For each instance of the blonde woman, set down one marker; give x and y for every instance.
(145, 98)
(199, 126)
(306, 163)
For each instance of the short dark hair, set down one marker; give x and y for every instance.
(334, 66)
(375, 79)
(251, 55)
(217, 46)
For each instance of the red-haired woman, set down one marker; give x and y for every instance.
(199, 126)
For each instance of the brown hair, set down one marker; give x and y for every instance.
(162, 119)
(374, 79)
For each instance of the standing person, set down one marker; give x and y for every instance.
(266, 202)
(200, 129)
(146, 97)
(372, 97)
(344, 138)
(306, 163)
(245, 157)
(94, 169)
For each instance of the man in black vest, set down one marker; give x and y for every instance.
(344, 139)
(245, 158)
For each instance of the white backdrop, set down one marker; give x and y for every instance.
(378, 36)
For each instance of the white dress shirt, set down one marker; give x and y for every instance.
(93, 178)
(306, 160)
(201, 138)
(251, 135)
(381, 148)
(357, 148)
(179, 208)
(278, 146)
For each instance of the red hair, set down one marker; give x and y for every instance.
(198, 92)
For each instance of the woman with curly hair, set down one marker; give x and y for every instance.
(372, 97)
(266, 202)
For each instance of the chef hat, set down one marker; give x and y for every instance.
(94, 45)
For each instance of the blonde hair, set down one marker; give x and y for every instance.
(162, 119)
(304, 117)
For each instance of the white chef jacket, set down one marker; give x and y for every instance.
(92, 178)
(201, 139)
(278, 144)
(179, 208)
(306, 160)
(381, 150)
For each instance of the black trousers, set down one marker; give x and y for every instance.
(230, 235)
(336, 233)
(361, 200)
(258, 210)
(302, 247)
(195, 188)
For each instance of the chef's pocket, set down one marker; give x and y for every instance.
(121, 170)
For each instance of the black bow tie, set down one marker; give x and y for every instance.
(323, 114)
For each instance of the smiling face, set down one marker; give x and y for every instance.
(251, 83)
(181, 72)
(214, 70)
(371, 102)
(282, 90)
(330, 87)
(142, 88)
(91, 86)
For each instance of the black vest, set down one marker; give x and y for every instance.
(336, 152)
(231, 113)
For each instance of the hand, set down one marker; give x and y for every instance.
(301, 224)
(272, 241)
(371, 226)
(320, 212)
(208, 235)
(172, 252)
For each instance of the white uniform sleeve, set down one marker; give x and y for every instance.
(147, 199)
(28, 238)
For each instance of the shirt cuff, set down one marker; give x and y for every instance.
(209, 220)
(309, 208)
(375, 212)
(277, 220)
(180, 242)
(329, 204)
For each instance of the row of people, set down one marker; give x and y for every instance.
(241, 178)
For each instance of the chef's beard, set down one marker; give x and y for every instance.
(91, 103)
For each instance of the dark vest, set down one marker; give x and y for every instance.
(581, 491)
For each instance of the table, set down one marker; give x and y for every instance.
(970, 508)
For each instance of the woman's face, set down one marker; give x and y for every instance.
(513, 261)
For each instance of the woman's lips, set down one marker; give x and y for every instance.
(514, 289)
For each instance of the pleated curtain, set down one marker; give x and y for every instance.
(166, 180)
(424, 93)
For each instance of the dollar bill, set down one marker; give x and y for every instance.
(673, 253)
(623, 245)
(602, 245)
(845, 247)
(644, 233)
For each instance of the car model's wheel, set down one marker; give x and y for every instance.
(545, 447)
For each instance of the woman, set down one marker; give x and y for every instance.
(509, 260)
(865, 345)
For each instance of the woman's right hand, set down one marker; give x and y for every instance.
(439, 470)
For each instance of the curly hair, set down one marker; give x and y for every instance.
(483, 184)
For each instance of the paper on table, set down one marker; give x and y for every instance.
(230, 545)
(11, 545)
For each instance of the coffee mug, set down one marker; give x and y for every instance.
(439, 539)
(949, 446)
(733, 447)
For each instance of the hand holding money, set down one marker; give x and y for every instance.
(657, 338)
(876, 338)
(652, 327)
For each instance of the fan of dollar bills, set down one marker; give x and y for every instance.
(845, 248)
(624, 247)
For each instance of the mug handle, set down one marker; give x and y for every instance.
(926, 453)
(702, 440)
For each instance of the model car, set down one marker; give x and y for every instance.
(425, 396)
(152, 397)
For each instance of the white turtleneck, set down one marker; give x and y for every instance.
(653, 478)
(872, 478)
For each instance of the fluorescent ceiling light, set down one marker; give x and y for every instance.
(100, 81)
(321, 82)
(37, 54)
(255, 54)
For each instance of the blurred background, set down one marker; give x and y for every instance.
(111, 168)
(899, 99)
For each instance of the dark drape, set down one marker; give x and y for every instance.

------------

EXERCISE = Revise the stretch from the line containing "For each instance of the fluorescent" through the end of the material, changing "dark drape" to "dark curtain" and leaving everything else as it is.

FULL RESPONSE =
For each instance of the fluorescent ceiling light, set down one marker; give x and y for every instance.
(100, 81)
(321, 82)
(37, 54)
(255, 54)
For each instance of the blurred background, set down one marker; give x and y for every instance.
(111, 168)
(899, 99)
For each instance of the dark curtain, set down one marker; give x and y for every instance.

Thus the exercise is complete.